━━━━━ Task input ━━━━━

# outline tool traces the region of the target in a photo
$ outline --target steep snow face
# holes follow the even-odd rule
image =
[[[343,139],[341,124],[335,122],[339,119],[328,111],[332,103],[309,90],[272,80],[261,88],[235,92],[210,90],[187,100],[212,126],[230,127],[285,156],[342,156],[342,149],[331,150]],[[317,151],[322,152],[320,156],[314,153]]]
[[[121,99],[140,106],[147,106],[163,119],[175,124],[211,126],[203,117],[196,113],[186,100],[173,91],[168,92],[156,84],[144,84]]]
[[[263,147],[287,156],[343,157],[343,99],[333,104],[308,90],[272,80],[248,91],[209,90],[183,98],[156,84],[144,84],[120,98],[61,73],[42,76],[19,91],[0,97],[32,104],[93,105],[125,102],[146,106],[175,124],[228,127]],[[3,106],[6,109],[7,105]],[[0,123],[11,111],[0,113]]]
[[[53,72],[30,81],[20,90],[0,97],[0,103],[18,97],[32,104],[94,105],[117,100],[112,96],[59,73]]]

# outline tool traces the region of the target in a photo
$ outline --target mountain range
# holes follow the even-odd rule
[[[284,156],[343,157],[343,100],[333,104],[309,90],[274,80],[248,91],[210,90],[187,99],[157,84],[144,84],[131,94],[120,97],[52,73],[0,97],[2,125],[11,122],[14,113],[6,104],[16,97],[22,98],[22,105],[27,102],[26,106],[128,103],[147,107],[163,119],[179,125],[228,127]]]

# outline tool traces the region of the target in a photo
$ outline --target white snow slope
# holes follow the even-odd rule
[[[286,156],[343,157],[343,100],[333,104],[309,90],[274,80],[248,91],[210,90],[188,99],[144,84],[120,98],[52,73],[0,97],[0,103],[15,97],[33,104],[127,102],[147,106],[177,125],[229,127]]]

━━━━━
━━━━━ Task input ━━━━━

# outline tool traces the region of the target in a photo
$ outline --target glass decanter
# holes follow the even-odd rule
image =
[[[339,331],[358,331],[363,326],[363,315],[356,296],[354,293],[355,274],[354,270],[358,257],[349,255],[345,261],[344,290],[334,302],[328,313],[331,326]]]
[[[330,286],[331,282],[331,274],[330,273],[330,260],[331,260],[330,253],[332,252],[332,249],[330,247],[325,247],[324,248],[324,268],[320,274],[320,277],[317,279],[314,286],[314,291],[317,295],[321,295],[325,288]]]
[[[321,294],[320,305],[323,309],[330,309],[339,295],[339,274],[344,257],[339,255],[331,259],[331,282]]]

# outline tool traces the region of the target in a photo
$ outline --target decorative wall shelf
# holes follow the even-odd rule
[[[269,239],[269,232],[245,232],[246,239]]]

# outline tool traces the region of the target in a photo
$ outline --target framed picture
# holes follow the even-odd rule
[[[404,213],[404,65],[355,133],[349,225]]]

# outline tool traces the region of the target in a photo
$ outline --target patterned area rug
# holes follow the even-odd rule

━━━━━
━━━━━ Task input ━━━━━

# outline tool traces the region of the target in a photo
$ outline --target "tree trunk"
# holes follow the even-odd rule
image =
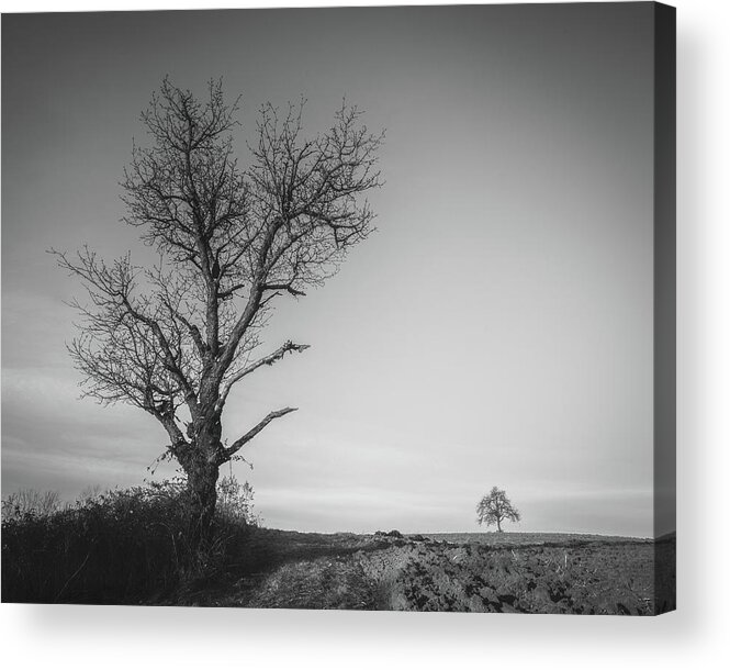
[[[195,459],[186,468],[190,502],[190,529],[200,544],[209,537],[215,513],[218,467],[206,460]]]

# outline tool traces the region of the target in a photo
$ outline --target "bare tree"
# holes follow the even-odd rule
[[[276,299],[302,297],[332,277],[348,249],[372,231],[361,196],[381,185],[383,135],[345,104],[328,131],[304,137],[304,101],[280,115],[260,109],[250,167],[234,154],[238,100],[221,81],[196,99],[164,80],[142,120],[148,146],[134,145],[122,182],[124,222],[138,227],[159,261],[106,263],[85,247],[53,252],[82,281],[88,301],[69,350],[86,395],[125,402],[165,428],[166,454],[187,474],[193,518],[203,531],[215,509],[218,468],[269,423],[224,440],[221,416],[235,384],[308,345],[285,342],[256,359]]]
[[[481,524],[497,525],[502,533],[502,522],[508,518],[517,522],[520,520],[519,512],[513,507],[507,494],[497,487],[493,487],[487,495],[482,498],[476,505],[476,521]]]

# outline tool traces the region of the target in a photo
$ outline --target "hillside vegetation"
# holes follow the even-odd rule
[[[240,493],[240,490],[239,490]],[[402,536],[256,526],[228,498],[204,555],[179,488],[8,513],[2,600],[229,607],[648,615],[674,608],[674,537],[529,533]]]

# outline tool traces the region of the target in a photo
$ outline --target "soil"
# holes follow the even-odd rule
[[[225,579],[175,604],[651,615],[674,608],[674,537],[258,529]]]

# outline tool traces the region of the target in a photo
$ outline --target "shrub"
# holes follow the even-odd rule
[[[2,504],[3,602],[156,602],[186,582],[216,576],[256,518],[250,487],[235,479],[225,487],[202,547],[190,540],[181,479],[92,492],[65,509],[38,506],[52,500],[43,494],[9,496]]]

━━━━━

*The task*
Pull out every line in the records above that contains the word "snow", and copy each one in full.

*Reply*
$ outline --target steep snow face
$ outline --target white snow slope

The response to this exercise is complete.